--- Start of Data excerpts ---

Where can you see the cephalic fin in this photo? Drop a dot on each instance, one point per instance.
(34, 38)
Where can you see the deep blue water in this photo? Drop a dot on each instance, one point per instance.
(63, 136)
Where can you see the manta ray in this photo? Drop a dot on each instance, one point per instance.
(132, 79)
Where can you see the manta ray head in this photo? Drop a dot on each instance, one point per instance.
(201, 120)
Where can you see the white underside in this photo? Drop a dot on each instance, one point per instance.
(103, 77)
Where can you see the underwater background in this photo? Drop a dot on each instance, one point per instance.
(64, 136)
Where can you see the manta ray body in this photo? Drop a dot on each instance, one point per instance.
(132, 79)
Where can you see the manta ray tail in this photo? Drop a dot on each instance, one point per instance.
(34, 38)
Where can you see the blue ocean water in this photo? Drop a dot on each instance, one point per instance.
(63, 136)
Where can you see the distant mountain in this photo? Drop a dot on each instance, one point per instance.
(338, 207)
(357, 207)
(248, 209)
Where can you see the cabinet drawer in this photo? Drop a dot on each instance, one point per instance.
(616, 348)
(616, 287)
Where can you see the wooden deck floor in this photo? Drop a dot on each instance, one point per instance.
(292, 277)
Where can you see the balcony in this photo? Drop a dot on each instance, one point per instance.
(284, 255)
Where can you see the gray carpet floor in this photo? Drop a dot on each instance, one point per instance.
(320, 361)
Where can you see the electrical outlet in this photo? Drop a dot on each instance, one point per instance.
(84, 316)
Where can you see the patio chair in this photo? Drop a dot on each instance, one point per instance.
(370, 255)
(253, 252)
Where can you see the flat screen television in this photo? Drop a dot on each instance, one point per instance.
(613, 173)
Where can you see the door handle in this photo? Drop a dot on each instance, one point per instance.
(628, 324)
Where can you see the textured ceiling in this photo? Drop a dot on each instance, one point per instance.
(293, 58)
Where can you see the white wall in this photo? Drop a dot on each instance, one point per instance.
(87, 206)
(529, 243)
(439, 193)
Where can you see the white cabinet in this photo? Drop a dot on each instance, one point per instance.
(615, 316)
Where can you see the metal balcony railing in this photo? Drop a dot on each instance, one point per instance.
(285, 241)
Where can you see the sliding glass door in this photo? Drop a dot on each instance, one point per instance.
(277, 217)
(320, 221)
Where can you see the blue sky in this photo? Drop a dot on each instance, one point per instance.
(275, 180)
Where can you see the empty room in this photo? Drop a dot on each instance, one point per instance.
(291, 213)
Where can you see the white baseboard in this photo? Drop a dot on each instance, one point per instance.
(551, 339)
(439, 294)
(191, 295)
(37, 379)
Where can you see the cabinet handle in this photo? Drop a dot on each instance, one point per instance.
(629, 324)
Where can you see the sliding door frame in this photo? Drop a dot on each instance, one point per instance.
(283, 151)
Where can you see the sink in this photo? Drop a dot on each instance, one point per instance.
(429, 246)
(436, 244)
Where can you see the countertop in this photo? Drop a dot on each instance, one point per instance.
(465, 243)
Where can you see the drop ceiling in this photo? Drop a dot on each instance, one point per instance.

--- End of Data excerpts ---

Task brief:
Print again each line of the listing above, exactly as it appears.

Exercise response:
Where can you see the cephalic fin in this photo? Drop a dot on each instance, one point per instance.
(34, 38)
Where can you see the deep blue water in this photo? Drop a dot on each instance, one point per instance.
(63, 136)
Where can you see the manta ray in this photo? Drop a dot on each instance, one point per instance.
(132, 79)
Where can you see the manta ray head in this photo? Drop a dot on each instance, one point per instance.
(201, 120)
Where can you see the white underside in this photo? Drop a dot on each instance, one point per instance.
(103, 77)
Where can you see the underwater background in this photo? Drop a dot on each instance, one point per instance.
(64, 136)
Where can you see the manta ray body in this photo? Drop a dot on each instance, one point per instance.
(132, 79)
Where can you see the manta ray tail in this photo? Drop a dot on each instance, one point per instance.
(34, 38)
Where can you see the blue ocean water in this photo? Drop a dot on each instance, one point per instance.
(63, 136)
Where can you see the distant mountain in this photo? Drop a dot on each instance, one point per instance.
(338, 207)
(357, 207)
(248, 209)
Where can you see the cabinet drawer in this photo? Drop a dot on each instance, one point per instance.
(616, 348)
(616, 287)
Where can you see the wooden deck floor in this photo? Drop a dot on each instance, one point per instance.
(292, 277)
Where can you see the balcony in this photo? Drop a dot on each instance, one point per instance.
(284, 255)
Where can you see the gray carpet floor in this photo? Drop a dot on each instance, one point per instance.
(320, 361)
Where can you see the electrical outlet in this photo? Drop a dot on each instance, one point per instance.
(84, 316)
Where can you see the patio chair in this photo? Drop a dot on each instance, one point per instance.
(370, 255)
(253, 252)
Where can you see the flat screen television in this photo? Drop a dot on each instance, one point per instance.
(613, 173)
Where can you see the door handle in this photo? Drop a dot on each instance, one point per instance.
(628, 324)
Where can you see the textured ceiling in this photo? Drop a dot on each instance, one point per instance.
(293, 58)
Where can you see the white wall in this photo? Drop a dot on each instance, one point per instance.
(87, 206)
(529, 243)
(439, 193)
Where can you see the white cabinet in this photo? Drop a dot on each instance, one point per instance.
(615, 316)
Where can you see the metal balcony railing in this photo? Drop a dot on each instance, one point per instance.
(285, 241)
Where can you see the sliding glass door in this photo? Drop a dot on each instance, one point per instance.
(277, 217)
(320, 221)
Where can you see the blue sky in this photo? Drop a dot on each instance, one point per instance.
(275, 180)
Where can you see the empty room in this photo? Drop a dot on each instance, one point per instance.
(291, 213)
Where can you see the white baseboard in this photo? Drop a dot on each instance, one point per instance.
(551, 339)
(439, 294)
(191, 295)
(37, 379)
Where can you see the cabinet handle in this photo? Drop a dot on each instance, one point per instance.
(629, 324)
Where can you see the sliding door frame in this photo? Drop a dot on each instance, one point per instance.
(283, 151)
Where can you see the sink in this photo? Drop a dot on each instance, one point per instance.
(429, 246)
(436, 244)
Where can you see the countertop in this photo? Drop a dot on each instance, one point per instance.
(465, 243)
Where can you see the drop ceiling in this photo? Drop a dot on each instance, one point per instance.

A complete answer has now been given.